— BEGIN Material for this task —
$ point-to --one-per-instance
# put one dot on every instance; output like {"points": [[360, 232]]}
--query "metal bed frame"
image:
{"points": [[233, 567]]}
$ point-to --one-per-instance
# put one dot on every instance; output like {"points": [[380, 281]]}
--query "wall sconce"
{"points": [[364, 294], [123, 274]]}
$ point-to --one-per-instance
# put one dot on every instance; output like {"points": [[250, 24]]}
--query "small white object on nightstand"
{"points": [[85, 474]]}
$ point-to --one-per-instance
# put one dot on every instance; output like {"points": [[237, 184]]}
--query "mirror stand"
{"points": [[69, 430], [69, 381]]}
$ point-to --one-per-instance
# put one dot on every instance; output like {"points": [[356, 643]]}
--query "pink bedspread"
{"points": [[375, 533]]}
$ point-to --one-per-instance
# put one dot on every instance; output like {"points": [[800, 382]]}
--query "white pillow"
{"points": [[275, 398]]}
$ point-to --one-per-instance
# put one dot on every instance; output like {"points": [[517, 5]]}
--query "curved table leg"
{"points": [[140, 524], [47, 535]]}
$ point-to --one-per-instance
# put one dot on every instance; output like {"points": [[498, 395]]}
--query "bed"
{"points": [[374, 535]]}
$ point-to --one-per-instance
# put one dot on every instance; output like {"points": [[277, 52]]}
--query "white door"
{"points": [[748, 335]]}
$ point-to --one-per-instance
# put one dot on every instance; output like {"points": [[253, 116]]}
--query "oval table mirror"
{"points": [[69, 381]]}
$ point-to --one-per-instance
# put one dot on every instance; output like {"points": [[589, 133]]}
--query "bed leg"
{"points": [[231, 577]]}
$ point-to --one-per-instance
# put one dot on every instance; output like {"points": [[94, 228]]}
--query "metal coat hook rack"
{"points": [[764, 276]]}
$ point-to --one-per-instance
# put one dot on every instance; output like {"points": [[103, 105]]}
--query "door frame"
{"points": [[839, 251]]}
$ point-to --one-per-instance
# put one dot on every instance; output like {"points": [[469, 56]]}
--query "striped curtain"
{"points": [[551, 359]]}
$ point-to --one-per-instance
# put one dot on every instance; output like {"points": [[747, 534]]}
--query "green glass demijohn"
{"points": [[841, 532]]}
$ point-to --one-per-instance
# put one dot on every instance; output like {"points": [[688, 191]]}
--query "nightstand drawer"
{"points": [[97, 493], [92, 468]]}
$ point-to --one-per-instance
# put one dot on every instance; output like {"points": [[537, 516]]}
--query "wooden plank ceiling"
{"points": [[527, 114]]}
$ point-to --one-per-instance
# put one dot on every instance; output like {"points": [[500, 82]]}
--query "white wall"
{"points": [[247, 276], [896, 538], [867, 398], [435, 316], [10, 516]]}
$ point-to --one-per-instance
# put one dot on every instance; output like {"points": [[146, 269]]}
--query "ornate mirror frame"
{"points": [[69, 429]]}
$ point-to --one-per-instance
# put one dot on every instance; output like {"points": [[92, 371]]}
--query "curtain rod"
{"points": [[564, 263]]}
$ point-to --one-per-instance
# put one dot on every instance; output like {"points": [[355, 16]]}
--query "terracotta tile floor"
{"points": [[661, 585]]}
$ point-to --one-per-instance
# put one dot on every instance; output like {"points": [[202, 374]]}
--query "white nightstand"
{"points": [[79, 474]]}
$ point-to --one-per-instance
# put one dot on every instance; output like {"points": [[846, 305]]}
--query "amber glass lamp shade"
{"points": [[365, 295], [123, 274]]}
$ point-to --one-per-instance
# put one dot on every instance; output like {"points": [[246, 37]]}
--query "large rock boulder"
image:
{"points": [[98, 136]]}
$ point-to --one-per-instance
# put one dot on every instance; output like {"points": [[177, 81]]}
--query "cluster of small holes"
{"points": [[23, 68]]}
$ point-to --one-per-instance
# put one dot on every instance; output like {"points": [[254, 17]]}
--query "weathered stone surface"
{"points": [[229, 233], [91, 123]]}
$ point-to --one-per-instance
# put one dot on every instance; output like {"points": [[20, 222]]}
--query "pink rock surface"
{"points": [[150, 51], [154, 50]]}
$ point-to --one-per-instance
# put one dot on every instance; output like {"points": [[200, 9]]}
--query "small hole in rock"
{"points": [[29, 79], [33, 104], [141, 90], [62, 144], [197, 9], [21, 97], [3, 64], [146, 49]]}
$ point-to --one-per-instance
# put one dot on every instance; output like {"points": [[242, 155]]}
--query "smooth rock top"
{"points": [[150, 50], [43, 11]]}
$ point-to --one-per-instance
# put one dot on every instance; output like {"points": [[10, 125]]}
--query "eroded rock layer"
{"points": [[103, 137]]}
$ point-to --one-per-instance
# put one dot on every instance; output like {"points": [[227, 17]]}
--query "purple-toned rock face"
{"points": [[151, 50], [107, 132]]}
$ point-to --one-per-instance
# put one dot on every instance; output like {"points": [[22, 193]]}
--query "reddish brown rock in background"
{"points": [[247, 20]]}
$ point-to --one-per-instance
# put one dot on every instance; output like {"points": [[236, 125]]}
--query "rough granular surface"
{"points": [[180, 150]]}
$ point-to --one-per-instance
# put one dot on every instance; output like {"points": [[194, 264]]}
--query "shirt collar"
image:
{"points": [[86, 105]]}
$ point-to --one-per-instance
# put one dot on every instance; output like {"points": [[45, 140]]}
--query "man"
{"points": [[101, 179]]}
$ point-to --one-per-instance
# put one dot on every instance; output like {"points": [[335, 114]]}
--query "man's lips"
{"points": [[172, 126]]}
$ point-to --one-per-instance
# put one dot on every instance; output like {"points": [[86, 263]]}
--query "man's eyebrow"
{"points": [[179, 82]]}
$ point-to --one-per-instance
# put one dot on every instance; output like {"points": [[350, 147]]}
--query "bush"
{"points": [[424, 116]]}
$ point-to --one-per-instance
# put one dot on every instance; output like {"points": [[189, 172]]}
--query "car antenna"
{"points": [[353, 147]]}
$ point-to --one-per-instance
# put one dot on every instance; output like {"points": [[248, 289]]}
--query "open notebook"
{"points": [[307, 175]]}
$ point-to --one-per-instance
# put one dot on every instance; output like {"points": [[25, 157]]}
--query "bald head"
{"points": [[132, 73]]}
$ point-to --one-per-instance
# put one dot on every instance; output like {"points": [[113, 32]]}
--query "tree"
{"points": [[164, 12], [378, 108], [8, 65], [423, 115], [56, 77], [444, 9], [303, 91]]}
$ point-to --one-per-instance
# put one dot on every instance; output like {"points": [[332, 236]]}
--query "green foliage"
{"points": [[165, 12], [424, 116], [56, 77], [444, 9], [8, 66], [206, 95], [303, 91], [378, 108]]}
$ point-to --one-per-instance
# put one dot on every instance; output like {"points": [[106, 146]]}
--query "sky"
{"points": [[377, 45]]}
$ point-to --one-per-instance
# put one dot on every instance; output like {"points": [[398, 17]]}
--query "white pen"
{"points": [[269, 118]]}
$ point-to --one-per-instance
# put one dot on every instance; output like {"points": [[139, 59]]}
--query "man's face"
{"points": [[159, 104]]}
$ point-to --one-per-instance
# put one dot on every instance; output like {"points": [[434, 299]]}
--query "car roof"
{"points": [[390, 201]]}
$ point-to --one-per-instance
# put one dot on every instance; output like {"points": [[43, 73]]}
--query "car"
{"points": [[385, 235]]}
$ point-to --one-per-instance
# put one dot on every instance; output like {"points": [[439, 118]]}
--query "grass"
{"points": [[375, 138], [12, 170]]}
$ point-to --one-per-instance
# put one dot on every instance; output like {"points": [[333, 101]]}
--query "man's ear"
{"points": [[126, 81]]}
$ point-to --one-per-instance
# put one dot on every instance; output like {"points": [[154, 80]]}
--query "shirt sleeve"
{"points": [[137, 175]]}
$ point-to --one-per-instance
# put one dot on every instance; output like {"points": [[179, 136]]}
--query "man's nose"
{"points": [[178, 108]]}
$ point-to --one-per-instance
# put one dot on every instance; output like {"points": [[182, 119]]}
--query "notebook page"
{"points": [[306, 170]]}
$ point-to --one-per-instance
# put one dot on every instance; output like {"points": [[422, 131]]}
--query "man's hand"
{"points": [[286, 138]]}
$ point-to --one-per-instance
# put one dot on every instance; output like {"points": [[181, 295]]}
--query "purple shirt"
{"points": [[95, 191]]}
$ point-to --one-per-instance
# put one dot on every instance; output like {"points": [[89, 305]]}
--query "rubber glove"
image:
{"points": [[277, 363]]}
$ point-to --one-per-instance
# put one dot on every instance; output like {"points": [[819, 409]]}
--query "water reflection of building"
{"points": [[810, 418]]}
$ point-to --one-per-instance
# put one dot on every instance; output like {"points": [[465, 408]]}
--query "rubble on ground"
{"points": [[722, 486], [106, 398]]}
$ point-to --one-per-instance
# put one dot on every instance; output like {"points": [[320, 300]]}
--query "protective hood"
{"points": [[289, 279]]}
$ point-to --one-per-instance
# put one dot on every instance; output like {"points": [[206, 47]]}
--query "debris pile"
— END Material for this task —
**Work instructions**
Find every line in the items above that contains the word "nightstand", and copy each of those lines in full. Case counts.

**Response**
--query "small white object on nightstand"
--query "nightstand drawer"
--query "white nightstand"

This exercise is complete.